## GESELECTEERDE TEKST
*****

KU-194 (1 augustus 1923)
Limmen (N.-H.)
boerderij van D. Pepping
1:400
Bij deze stolpboerderij stak nog maar een klein gedeelte van het woonhuis uit buiten het grote schuurdak. Uilkema zou deze boerderij daarom in zijn Noordhollandse hoofdstuk opvoeren als illustratie van zijn stelling dat de aanvankelijk nog vrijwel volledig uitgebouwde woonvertrekken (een herinnering aan de oude woonstalhuisfase) geleidelijk steeds verder onder het grote schuurdak werden opgenomen. De stal, die zich eerst in het verlengde van de woonruimten bevond, zou daardoor opschuiven naar de achtergevel.

*****

## GEGEVEN INFORMATIE
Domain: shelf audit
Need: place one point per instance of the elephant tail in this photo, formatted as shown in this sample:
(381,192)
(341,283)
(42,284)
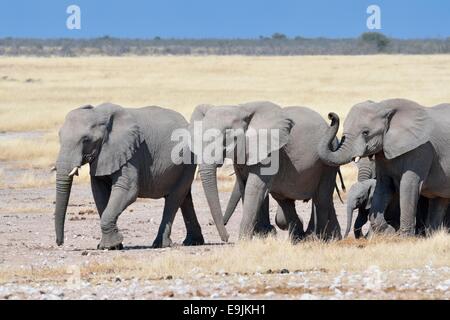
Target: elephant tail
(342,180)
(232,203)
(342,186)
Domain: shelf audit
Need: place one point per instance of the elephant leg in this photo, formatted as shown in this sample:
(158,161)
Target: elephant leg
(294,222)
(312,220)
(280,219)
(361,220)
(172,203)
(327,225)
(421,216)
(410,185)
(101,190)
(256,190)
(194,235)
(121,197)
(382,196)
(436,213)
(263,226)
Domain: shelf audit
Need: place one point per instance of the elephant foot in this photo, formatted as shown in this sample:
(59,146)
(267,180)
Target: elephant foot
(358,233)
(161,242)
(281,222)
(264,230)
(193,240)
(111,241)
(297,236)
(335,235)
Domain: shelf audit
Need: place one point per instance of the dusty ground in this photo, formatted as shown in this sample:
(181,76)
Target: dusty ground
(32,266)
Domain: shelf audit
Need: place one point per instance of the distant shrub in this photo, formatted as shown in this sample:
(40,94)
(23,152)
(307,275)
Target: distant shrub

*****

## VEREISTE HANDELINGEN
**a)** Som alle gegevens op die in de geselecteerde tekst boven de doorlopende beschrijving staan.
**b)** Naar welke gevel zou de stal volgens de geselecteerde tekst opschuiven?

## ANTWOORDEN OPDRACHTEN
**a)**
- KU-194
- 1 augustus 1923
- Limmen (N.-H.)
- boerderij van D. Pepping
- 1:400

**b)** Naar de achtergevel.